* _Document text_
* BEGIN *
# Dunwich dynamo 2012 - my ride report



## 4F (2 Jul 2012)

Dunwich Dynamo 2012
After a slow 9 mile bimble to Ipswich I met Scilly Suffolk and Matt O’Brien for the 16:09 for London Liverpool street before the short hop over to London Fields where a pint of ice cold Guinness was consumed. A short hunt for a bite to eat then followed which resulted in some dodgy looking Tapas which claimed to be pork but in reality could have been anything and thankfully my fears of whether this was a wise decision due to the lack of toilet facilities for the next 112 miles did not transpire. 

We set of about 8:15 in our mini CC peleton from London Fields as the masses were starting to move and had the usual first 8 miles of silliness with being general cut up by others who weren’t looking where they were going or seem to have any basic cycle road craft.

We re-grouped after about 6 miles as we headed off into direction “The Coast” and set about a good pace. With the ride being earlier in the year the night seemed a lot lighter which was helpful in avoiding the potholes on the run through Epping. One looked in quite a horrific state and I am sure you would have needed a ladder to get out had you had the misfortune of entering.

Before we knew it Great Dunmow had been and passed and I was more than pleased to see the back of this place as it was where I had an issue with some drunkards on last year’s ride. Sible Hedingham arrived and it was here that the three of us split for a while. Scilly went for some grub, a bottle refill and a kip, I had already decided that I would give it a miss due to the horrific queues encountered in 2010 and cracked on. Matt caught me up 20 minutes or so later and we steamed on towards Sudbury.

We stopped at the bus stop at the top of the hill for a bite to eat and also at the bike shop that had set up an overnight bottle refill, free flapjack and repair centre, top marks to all involved.

Matt and I left Sudbury and the time had just gone midnight which was way earlier then I have ever got here before and certainly helped by the decent pace we had set and the favourable tailwind. A five minute pit stop at Needham lakes followed to answer a call of nature before cracking on to the bacon roll stop in Helmingham. As per last year the bacon was excellent followed by a decent cup of tea and I read that they raised over £800 for charity, again top marks.
* END *
* _Your task_
Give back, word for word, the stretch of the ride report from "## 4F (2 Jul" through "cycle road craft.".

* _Extracted records_
* BEGIN *
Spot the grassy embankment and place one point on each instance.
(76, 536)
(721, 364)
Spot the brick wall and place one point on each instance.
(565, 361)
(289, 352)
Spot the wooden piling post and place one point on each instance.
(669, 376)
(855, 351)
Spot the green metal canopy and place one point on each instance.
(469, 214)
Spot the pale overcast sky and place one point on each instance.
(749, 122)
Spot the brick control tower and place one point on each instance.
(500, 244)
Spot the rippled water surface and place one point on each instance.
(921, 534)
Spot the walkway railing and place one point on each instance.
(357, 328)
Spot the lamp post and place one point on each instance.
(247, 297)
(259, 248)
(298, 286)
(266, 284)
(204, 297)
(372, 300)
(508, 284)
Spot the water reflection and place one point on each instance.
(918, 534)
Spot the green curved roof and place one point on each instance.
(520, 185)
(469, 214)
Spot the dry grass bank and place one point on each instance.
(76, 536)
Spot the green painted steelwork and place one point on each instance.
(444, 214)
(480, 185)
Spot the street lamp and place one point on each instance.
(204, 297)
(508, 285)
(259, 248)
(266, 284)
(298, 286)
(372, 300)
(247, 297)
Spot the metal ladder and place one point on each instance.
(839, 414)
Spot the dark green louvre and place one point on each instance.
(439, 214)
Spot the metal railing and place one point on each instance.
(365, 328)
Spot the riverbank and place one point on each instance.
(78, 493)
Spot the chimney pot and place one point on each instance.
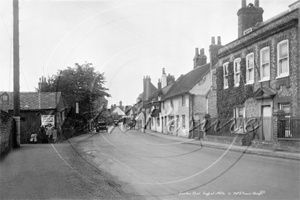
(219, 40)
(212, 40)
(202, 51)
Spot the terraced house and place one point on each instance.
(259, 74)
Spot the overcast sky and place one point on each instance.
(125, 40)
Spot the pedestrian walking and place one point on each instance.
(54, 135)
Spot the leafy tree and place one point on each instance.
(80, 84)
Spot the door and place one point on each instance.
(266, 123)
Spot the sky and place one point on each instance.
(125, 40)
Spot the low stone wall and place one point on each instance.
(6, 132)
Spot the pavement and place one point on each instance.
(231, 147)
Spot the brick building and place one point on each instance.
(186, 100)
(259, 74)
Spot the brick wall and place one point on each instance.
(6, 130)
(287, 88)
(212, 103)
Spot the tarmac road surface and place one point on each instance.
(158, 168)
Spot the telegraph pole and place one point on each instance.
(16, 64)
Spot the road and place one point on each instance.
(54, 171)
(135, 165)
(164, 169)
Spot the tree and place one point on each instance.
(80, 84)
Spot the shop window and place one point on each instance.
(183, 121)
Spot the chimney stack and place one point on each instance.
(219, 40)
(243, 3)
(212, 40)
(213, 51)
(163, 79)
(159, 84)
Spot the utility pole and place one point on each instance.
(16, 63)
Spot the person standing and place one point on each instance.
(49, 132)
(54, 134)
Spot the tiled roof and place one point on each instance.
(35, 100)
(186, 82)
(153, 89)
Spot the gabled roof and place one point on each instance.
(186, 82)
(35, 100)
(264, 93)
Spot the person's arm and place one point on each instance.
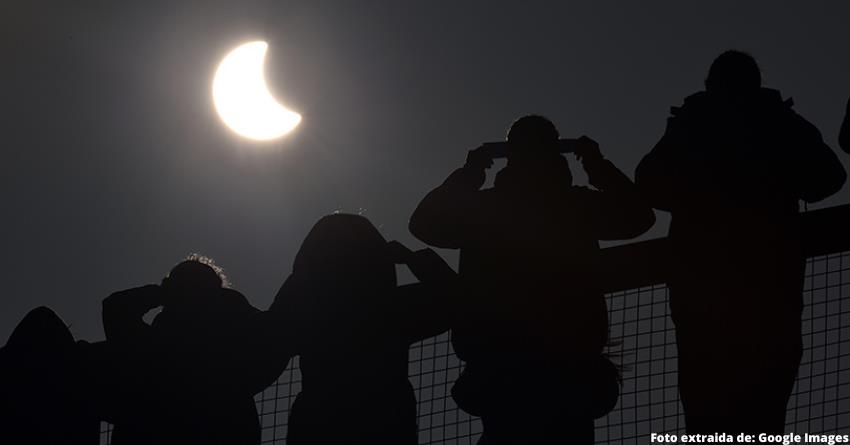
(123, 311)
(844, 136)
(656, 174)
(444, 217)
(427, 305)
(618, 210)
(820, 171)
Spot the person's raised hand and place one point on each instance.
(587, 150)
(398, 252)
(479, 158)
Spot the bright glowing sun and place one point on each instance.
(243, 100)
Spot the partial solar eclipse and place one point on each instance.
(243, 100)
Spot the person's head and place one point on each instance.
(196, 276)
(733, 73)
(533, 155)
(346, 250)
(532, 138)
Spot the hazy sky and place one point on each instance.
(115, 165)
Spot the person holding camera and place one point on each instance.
* END *
* _The solution_
## 4F (2 Jul 2012)

Dunwich Dynamo 2012
After a slow 9 mile bimble to Ipswich I met Scilly Suffolk and Matt O’Brien for the 16:09 for London Liverpool street before the short hop over to London Fields where a pint of ice cold Guinness was consumed. A short hunt for a bite to eat then followed which resulted in some dodgy looking Tapas which claimed to be pork but in reality could have been anything and thankfully my fears of whether this was a wise decision due to the lack of toilet facilities for the next 112 miles did not transpire. 

We set of about 8:15 in our mini CC peleton from London Fields as the masses were starting to move and had the usual first 8 miles of silliness with being general cut up by others who weren’t looking where they were going or seem to have any basic cycle road craft.